Задание |
Дословно процитируйте из фрагмента о Китае отрывок от слов «Еще одной важной» до слов «Макао в 1999 г.» включительно.

Еще одной важной долгосрочной целью было возвращение территорий, утраченных во время «века унижения». В 1984 г. после серьезных переговоров с Великобританией стороны договорились, что Гонконг вернется под китайский суверенитет в 1997 г. в рамках подхода «одна страна, две системы». Затем, в 1986 г., Китай достиг соглашения с Португалией о возврате Макао в 1999 г.
В 1984 г. у меня был первый прямой контакт с Китаем. Я приехал в эту страну по приглашению Международной трастовой инвестиционной компании Китая (CITIC) — единственной «витрины» страны (компании, которой было позволено свободно торговать со всем внешним миром). Ее руководители попросили меня помочь им понять, как работают мировые финансовые рынки. Компания была создана в рамках развития реформ и политики открытости Дэна. Ей руководил Жун Ижэнь, старый китайский капиталист, который предпочел остаться в стране даже после национализации бизнеса его семьи.

Исходные материалы |

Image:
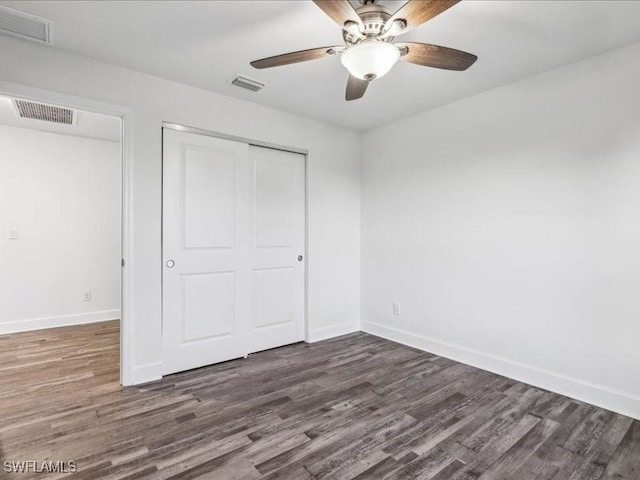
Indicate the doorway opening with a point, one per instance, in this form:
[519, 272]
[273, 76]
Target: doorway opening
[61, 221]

==

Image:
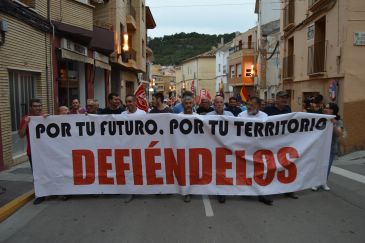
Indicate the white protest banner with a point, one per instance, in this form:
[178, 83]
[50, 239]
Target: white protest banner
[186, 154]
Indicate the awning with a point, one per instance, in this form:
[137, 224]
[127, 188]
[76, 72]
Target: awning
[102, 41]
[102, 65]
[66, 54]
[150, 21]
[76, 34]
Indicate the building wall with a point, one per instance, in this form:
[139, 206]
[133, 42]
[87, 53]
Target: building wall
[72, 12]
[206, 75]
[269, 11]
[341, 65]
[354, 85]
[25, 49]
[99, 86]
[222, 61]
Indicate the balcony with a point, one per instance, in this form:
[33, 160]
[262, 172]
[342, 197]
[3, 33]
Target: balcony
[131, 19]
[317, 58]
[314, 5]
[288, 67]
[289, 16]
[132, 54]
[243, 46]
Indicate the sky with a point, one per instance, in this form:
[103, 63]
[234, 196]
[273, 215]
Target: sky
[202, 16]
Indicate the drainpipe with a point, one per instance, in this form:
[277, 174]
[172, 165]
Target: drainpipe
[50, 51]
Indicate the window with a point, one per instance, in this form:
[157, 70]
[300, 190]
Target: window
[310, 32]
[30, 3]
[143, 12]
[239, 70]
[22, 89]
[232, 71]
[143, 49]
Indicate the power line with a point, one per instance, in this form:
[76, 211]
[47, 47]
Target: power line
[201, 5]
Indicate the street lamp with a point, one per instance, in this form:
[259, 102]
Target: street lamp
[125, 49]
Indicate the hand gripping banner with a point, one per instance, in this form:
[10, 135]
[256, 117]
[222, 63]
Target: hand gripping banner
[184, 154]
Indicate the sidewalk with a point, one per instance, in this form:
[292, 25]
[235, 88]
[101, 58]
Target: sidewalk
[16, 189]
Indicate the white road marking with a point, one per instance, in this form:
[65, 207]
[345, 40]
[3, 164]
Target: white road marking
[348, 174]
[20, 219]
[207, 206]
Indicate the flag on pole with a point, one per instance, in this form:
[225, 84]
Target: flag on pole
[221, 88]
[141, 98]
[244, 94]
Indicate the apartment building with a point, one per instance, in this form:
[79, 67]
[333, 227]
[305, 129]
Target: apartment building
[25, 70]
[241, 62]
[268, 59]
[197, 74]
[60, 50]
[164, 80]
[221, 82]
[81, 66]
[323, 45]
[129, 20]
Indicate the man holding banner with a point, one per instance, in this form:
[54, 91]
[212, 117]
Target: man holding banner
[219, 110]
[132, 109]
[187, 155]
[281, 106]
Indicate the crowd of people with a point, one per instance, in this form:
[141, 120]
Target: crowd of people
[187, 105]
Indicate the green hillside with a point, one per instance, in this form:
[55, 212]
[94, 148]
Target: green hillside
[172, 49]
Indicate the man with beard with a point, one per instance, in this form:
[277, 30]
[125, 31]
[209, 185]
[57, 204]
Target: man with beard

...

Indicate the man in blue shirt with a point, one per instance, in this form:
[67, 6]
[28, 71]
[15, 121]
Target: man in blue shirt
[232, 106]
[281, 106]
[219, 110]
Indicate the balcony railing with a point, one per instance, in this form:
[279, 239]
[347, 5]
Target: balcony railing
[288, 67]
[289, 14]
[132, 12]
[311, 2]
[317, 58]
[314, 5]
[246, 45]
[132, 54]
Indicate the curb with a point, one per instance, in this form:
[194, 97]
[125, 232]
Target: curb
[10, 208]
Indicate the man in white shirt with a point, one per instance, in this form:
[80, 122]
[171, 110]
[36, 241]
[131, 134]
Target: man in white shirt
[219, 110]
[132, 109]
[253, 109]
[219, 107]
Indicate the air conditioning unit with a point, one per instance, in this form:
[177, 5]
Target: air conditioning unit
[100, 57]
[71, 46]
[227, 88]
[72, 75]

Ответ |
Еще одной важной долгосрочной целью было возвращение территорий, утраченных во время «века унижения». В 1984 г. после серьезных переговоров с Великобританией стороны договорились, что Гонконг вернется под китайский суверенитет в 1997 г. в рамках подхода «одна страна, две системы». Затем, в 1986 г., Китай достиг соглашения с Португалией о возврате Макао в 1999 г.